SUPPLIED RECORDS:

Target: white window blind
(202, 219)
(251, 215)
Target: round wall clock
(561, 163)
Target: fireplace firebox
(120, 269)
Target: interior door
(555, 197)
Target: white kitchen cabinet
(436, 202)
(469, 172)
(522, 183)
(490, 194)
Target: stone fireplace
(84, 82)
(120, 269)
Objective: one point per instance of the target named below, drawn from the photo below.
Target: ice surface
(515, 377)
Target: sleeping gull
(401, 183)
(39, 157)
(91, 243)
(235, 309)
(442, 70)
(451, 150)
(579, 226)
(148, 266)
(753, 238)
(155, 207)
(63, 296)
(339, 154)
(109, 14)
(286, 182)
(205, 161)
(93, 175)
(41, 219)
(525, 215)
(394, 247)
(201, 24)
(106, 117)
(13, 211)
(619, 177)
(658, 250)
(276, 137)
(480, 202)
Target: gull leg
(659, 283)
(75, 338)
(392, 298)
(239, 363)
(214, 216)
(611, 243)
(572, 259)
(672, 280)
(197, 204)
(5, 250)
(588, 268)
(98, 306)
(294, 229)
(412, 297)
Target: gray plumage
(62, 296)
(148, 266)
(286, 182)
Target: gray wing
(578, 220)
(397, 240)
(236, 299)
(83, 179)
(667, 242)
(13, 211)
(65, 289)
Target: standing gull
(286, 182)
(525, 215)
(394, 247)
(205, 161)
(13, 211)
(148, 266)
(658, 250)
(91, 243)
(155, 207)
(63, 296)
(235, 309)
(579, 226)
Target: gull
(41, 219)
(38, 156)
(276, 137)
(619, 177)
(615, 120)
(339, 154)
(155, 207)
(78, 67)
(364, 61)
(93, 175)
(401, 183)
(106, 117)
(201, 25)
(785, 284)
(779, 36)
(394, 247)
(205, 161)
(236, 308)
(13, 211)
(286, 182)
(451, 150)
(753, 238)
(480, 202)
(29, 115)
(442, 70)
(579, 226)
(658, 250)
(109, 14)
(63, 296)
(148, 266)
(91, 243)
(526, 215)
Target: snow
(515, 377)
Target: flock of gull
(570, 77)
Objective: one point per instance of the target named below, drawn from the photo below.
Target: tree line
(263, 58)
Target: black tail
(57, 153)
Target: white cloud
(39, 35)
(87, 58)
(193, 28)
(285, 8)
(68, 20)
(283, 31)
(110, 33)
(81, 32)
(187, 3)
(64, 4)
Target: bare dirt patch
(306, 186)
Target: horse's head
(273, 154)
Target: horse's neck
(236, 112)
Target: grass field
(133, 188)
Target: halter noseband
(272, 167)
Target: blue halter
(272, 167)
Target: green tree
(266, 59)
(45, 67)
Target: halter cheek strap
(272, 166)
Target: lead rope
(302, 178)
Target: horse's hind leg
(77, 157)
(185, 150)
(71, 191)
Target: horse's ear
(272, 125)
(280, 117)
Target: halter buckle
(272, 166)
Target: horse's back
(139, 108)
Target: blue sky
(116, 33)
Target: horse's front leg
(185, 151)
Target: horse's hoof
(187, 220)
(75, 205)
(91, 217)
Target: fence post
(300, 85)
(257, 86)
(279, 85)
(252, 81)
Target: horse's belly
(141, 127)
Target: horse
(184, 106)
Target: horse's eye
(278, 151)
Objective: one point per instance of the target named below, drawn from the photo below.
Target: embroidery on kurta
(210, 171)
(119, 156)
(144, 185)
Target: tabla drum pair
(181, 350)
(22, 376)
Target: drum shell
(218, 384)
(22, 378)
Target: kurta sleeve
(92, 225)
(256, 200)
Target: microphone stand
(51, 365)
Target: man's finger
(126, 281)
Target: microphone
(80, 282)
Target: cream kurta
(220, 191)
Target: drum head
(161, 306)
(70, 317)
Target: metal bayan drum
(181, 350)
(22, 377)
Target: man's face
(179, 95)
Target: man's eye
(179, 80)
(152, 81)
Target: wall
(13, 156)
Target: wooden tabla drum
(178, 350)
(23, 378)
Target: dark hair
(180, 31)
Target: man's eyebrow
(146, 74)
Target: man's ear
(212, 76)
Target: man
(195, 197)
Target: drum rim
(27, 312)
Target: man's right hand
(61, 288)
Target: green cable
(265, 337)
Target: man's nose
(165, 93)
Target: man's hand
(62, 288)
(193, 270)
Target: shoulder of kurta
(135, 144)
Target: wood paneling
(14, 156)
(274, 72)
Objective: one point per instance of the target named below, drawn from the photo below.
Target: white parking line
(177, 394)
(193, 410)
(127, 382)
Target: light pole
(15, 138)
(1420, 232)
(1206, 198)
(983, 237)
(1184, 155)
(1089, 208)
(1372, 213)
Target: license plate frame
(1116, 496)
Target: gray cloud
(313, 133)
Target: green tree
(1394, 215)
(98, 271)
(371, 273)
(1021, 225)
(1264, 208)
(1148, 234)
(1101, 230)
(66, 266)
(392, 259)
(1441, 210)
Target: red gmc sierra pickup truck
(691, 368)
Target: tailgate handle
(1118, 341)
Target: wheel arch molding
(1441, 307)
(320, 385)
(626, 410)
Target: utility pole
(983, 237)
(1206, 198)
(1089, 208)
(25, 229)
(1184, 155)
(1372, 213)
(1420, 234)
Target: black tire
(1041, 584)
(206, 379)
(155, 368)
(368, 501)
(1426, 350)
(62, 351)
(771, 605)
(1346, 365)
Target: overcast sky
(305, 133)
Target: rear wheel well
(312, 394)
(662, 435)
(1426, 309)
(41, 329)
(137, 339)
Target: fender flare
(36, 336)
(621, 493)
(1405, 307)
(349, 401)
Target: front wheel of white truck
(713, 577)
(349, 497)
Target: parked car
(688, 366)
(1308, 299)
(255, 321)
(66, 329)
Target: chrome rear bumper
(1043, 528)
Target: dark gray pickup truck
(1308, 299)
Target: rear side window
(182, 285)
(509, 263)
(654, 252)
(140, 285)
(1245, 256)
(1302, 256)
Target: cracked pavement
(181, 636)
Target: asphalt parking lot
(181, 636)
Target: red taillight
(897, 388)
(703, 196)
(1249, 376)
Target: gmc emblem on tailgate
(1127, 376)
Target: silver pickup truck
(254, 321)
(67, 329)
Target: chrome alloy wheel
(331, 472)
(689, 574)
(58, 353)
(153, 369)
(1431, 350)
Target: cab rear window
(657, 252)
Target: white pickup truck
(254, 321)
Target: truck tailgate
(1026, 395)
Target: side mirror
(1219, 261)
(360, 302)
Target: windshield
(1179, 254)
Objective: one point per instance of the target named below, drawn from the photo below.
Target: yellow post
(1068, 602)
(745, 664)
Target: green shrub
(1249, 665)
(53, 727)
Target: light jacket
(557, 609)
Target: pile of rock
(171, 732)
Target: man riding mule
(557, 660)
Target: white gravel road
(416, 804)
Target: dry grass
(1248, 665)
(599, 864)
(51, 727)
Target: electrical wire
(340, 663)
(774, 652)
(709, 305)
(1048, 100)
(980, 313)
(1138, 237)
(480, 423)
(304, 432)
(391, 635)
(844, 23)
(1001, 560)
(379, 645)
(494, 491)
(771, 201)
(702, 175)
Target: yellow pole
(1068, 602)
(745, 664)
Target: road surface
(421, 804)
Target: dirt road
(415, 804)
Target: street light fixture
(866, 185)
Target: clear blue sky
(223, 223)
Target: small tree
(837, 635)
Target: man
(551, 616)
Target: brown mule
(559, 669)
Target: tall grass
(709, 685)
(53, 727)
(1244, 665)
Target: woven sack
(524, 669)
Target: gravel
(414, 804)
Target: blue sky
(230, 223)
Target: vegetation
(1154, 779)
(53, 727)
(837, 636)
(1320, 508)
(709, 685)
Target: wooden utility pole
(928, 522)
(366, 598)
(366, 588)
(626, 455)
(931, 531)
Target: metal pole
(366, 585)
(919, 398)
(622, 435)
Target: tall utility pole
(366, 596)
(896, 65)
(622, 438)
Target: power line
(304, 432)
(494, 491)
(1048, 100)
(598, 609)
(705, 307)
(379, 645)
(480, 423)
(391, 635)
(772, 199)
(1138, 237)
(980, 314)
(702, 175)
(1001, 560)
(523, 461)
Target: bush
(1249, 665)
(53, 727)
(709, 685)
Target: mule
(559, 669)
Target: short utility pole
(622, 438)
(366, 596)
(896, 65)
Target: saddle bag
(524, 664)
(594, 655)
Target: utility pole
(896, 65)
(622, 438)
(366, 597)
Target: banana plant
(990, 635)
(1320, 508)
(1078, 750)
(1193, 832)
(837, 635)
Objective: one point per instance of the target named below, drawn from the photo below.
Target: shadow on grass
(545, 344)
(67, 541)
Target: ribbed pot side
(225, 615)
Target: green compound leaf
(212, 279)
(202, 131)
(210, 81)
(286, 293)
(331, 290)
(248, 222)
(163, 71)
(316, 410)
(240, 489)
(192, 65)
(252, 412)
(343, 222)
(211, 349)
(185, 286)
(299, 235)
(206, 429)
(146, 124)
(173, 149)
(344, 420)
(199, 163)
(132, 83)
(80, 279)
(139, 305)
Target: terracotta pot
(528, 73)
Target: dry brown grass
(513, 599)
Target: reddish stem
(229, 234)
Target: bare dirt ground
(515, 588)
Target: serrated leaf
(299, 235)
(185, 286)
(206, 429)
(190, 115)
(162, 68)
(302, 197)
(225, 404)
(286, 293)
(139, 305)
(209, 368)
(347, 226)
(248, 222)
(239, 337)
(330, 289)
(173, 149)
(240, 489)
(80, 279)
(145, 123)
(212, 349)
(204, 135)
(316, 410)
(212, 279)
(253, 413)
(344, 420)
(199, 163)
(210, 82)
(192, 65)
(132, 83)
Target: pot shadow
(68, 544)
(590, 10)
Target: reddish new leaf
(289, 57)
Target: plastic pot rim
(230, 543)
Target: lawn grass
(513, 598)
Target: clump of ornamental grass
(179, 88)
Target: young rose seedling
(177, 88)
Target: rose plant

WORK REQUIRED:
Output nothing but the line containing "Target: wooden utility pole" and each line after it in the entries above, exactly as written.

RESPONSE BOX:
Target: wooden utility pole
(928, 522)
(366, 598)
(366, 588)
(626, 455)
(931, 531)
Target: metal pole
(366, 585)
(919, 398)
(622, 435)
Target: tall utility pole
(366, 596)
(896, 65)
(622, 438)
Target: power line
(304, 432)
(494, 491)
(1048, 100)
(598, 609)
(705, 307)
(379, 645)
(480, 423)
(391, 635)
(772, 199)
(1138, 237)
(980, 314)
(702, 175)
(1001, 560)
(523, 461)
Target: bush
(1249, 665)
(53, 727)
(709, 685)
Target: mule
(559, 669)
Target: short utility pole
(622, 438)
(366, 596)
(896, 65)
Target: saddle bag
(524, 664)
(594, 655)
Target: utility pole
(896, 65)
(622, 438)
(366, 597)
Target: banana plant
(990, 635)
(1320, 508)
(1078, 750)
(1193, 832)
(837, 635)
Objective: one point per instance of the target named below, drawn from the photo below.
Target: shadow on grass
(545, 344)
(67, 541)
Target: ribbed pot side
(225, 615)
Target: green compound leaf
(212, 279)
(202, 131)
(210, 81)
(286, 293)
(331, 290)
(248, 222)
(163, 71)
(316, 410)
(240, 489)
(192, 65)
(252, 412)
(343, 222)
(211, 349)
(185, 286)
(299, 235)
(206, 429)
(146, 124)
(173, 149)
(344, 420)
(199, 163)
(132, 83)
(80, 279)
(139, 305)
Target: terracotta pot
(528, 73)
Target: dry brown grass
(513, 599)
Target: reddish stem
(229, 234)
Target: bare dirt ground
(515, 588)
Target: serrated leaf
(299, 235)
(185, 286)
(206, 429)
(190, 115)
(162, 68)
(302, 197)
(225, 404)
(286, 293)
(139, 305)
(209, 368)
(347, 226)
(248, 222)
(239, 337)
(330, 289)
(173, 149)
(240, 489)
(80, 279)
(145, 123)
(212, 349)
(204, 135)
(316, 410)
(212, 279)
(253, 413)
(344, 420)
(199, 163)
(210, 82)
(192, 65)
(132, 83)
Target: pot shadow
(68, 544)
(590, 10)
Target: reddish new leaf
(289, 57)
Target: plastic pot rim
(230, 543)
Target: lawn grass
(513, 598)
Target: clump of ornamental grass
(179, 88)
Target: young rose seedling
(177, 88)
Target: rose plant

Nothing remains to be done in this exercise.